── Records shown

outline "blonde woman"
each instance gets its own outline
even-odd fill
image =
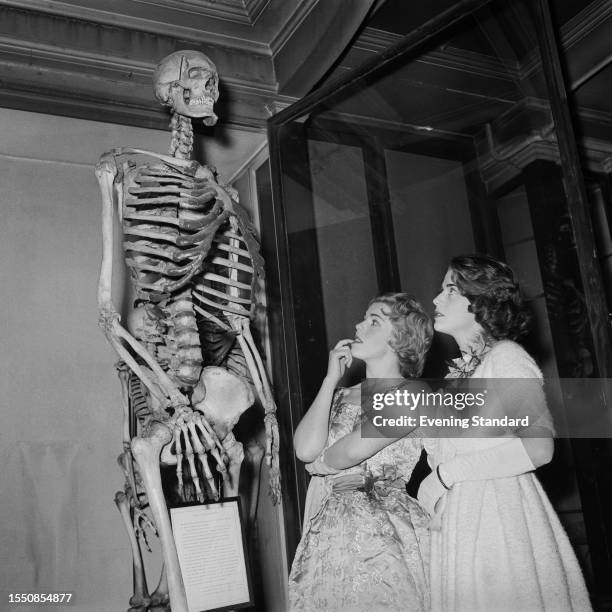
[[[315,475],[289,576],[291,611],[429,609],[428,518],[405,488],[420,441],[402,439],[342,471],[326,466],[324,452],[359,430],[360,385],[336,388],[352,360],[365,362],[366,378],[416,377],[432,335],[416,300],[385,294],[372,300],[355,338],[330,352],[327,375],[294,436],[298,458]]]

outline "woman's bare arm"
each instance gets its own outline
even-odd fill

────

◆ Action item: All records above are to be repeated exactly, with the images left out.

◆ Exercise solution:
outline "blonde woman"
each instance gets its own outline
even-odd fill
image =
[[[315,475],[289,576],[291,611],[429,609],[428,518],[405,488],[420,441],[402,439],[342,471],[326,466],[324,452],[359,430],[360,385],[336,388],[352,360],[365,362],[366,378],[416,377],[432,335],[416,300],[385,294],[372,300],[355,338],[330,352],[327,375],[294,436],[298,458]]]

outline "woman's bare arm"
each instance gets its own outline
even-odd fill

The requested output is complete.